◆ Data supplied:

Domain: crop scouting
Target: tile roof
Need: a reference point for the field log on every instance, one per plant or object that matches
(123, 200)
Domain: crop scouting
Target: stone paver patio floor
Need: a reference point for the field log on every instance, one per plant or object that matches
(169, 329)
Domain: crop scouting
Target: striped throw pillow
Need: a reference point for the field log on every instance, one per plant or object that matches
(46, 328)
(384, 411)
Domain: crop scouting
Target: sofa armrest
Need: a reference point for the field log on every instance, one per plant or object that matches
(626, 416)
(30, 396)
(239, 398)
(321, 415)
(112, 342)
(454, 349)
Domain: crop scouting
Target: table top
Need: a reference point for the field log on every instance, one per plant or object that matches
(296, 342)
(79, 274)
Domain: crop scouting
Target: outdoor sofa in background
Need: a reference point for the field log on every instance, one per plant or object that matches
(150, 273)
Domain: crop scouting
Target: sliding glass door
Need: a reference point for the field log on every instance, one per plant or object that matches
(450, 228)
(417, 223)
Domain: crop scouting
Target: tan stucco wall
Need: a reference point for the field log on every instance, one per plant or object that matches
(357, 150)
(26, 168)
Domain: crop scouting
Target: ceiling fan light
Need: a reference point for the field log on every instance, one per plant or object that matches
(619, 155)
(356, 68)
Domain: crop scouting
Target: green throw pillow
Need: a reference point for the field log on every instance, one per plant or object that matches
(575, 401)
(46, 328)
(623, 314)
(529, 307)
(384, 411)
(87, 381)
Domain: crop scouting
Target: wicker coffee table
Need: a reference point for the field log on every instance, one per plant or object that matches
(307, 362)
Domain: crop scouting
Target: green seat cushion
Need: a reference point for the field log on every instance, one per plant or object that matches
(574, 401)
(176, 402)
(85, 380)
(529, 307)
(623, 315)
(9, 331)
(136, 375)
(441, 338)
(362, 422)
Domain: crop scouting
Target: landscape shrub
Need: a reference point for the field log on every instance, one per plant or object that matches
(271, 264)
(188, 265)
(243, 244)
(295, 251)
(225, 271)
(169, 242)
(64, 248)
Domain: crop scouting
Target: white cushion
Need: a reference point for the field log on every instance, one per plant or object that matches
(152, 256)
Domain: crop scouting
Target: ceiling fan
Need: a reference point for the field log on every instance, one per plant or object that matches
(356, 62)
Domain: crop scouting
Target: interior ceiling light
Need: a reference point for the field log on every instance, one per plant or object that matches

◆ Work request:
Each line carrying the string "table" should be copied out from the entries.

◆ Output for this task:
Target: table top
Target: wicker coffee table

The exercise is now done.